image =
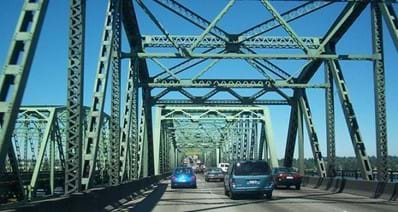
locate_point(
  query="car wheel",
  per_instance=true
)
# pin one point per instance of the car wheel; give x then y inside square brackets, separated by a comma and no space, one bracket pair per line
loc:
[232,195]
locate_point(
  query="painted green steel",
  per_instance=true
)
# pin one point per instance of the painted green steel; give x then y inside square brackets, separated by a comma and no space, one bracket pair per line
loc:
[16,69]
[75,96]
[98,99]
[300,140]
[51,113]
[390,18]
[115,95]
[312,135]
[330,123]
[380,95]
[351,121]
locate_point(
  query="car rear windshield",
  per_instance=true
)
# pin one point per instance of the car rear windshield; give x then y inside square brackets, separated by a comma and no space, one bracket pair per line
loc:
[251,168]
[285,170]
[215,170]
[183,171]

**Description of the task:** State the number of lines above that hold the word "comma", and say nothing else.

**Response to the exercise:** 3